> GIVEN RECORDS:

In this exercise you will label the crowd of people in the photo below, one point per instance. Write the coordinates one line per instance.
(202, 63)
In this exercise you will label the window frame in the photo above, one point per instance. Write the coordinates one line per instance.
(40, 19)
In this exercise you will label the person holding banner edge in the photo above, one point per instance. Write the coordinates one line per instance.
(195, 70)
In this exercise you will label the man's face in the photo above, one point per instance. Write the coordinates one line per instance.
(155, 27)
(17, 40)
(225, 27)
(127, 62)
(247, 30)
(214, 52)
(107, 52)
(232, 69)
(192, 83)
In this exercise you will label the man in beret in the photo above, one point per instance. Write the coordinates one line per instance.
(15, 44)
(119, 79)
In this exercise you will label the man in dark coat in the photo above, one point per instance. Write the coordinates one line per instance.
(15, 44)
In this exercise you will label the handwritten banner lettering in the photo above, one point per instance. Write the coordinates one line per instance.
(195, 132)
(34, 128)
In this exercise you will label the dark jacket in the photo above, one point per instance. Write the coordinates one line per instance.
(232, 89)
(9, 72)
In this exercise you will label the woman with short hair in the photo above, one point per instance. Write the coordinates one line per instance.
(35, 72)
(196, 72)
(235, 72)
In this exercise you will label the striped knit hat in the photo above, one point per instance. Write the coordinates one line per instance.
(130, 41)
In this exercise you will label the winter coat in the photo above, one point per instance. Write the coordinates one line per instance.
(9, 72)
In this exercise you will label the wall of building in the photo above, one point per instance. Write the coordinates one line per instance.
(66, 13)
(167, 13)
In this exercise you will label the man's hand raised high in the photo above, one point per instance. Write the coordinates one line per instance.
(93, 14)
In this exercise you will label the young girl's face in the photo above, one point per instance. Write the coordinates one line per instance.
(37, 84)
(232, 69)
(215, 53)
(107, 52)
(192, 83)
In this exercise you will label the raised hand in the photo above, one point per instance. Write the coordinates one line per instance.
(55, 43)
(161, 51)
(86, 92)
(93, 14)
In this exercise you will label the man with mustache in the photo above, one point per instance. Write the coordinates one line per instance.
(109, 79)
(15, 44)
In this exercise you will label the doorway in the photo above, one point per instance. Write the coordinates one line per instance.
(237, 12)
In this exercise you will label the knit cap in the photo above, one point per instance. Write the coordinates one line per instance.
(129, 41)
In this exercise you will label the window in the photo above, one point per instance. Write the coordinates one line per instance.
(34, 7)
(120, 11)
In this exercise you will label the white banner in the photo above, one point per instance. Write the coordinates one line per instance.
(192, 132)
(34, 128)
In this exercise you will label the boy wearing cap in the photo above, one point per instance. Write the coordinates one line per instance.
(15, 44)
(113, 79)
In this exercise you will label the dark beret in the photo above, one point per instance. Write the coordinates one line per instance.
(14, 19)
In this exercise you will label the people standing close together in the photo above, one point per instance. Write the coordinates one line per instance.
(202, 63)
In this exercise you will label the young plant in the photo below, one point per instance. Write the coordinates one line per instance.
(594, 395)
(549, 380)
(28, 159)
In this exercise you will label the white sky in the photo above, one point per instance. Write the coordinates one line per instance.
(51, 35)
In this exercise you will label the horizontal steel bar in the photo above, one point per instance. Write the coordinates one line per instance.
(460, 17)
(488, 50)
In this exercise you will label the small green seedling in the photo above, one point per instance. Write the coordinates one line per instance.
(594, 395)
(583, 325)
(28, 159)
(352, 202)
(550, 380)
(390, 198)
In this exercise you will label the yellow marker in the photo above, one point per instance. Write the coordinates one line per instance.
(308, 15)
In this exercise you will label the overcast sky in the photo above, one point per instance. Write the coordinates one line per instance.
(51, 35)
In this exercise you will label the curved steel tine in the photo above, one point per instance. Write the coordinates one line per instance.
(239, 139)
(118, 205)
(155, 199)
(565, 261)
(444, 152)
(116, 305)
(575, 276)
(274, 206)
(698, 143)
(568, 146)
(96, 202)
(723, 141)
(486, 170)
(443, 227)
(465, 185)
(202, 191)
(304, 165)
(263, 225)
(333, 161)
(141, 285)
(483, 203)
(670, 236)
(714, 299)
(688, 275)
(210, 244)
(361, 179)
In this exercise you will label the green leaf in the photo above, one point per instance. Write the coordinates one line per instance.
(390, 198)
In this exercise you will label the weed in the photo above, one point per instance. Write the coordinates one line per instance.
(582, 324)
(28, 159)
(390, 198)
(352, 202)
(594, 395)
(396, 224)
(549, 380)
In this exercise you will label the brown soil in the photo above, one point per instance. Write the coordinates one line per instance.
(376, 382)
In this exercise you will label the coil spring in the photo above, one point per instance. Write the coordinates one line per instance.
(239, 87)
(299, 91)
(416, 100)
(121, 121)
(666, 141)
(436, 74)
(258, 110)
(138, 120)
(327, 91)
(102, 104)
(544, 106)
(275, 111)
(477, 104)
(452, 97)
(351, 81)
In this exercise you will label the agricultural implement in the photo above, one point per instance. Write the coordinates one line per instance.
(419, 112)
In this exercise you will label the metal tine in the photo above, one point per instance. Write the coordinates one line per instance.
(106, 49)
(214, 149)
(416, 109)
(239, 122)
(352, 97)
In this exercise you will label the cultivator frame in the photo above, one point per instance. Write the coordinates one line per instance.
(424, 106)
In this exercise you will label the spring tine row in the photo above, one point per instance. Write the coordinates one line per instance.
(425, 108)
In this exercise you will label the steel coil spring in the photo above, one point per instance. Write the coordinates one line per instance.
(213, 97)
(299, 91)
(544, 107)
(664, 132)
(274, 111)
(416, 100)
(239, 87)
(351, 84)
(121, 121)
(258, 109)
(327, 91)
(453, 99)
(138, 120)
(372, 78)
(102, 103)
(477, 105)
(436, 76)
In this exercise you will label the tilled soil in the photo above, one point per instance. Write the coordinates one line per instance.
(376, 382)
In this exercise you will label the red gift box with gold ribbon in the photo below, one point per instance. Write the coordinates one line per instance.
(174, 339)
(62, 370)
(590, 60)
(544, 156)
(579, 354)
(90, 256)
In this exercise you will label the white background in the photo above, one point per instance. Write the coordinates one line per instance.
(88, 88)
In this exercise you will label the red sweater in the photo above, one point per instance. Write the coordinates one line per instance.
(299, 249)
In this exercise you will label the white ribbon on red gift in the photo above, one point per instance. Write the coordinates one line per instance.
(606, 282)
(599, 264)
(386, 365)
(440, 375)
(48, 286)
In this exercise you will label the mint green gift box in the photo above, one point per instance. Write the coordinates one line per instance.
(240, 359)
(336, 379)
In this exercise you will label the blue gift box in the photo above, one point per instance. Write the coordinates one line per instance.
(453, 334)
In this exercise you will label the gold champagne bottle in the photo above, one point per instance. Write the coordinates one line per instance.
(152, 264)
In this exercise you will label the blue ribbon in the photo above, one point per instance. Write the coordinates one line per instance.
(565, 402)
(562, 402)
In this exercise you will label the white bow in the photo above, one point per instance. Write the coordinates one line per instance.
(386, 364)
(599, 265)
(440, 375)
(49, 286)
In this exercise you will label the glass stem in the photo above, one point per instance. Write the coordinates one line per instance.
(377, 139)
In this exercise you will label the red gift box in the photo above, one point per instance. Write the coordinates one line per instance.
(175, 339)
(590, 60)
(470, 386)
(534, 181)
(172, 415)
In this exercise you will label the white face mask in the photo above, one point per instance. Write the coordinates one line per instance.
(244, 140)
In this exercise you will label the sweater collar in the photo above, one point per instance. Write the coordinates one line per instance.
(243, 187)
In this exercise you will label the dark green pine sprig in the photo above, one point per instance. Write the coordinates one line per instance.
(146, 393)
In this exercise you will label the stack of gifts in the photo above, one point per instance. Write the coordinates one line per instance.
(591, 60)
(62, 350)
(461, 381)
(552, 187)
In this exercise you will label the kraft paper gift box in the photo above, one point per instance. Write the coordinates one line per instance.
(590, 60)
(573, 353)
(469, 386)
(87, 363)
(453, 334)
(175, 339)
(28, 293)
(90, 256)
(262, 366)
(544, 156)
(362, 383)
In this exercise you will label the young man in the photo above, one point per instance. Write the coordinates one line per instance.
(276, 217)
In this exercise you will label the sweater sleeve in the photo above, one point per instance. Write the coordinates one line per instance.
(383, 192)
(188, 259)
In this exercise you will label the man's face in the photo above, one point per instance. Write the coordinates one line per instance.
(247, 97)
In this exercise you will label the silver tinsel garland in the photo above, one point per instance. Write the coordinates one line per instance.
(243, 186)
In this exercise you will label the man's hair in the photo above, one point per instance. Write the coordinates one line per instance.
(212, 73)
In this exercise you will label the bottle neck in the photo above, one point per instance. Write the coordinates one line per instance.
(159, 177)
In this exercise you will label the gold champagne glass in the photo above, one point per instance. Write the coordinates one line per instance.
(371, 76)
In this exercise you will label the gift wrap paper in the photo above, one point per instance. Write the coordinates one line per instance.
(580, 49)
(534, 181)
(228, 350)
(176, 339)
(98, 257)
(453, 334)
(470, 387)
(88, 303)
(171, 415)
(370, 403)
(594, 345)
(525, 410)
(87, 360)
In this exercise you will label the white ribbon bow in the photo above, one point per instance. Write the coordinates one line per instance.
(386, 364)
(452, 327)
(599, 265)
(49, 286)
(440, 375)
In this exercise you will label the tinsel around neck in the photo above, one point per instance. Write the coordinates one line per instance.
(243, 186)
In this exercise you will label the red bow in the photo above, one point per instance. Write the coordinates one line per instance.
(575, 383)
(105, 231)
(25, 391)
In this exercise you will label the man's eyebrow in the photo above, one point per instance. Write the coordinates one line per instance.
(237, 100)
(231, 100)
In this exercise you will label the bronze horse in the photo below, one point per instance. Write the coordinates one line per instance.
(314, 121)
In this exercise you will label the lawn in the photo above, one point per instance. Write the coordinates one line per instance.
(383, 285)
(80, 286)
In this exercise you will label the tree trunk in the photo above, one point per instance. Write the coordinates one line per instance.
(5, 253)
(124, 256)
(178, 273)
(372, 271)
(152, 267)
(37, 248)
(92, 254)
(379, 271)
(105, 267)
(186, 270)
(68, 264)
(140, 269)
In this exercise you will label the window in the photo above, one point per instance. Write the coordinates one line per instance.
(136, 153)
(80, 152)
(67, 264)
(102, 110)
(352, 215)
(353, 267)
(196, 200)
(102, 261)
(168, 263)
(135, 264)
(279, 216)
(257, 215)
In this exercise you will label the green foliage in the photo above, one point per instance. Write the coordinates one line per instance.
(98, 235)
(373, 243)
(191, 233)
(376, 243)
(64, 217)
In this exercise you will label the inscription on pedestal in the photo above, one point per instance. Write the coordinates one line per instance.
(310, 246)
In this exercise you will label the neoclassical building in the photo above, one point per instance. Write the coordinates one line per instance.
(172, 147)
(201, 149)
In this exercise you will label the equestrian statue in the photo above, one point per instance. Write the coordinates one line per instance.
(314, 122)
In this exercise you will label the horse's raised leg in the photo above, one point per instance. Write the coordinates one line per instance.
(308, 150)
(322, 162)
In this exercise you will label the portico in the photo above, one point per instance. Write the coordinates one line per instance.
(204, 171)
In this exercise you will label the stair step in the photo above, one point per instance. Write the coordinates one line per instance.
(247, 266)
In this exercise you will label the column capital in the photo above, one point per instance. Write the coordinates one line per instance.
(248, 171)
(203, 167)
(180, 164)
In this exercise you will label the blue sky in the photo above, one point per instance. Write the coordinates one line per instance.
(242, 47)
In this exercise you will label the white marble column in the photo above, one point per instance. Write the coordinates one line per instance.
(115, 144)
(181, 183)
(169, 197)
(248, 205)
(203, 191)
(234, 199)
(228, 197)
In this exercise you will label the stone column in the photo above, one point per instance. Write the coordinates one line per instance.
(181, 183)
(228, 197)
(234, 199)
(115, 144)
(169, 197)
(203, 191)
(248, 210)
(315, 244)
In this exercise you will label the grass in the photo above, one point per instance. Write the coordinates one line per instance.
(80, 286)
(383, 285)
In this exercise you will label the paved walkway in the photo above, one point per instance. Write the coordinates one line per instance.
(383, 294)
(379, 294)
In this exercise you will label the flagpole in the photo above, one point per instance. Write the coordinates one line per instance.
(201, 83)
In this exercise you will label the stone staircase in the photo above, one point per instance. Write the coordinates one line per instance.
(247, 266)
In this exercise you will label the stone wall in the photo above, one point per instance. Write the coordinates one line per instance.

> PROBLEM DETAILS: Locate "In this exercise you will label the grass" in the data above. Then repeat, exactly, its line and each line after it through the last, adding nothing.

> EXERCISE SOLUTION:
In this exercise you will label the grass in the photo above, one point per instance. Write the coordinates one line per instance.
(80, 286)
(383, 285)
In this exercise you will label the paved walkway in the photo above, one point per instance. Write the coordinates one line per instance.
(383, 294)
(379, 294)
In this exercise you will label the flagpole in the photo above, one point per instance. Write the coordinates one line per instance.
(201, 83)
In this exercise you will label the stone staircase in the photo above, one point per instance. Write the coordinates one line per instance.
(247, 266)
In this exercise you will label the stone wall in the photo above, one point per instance. Write the coordinates one line per instance.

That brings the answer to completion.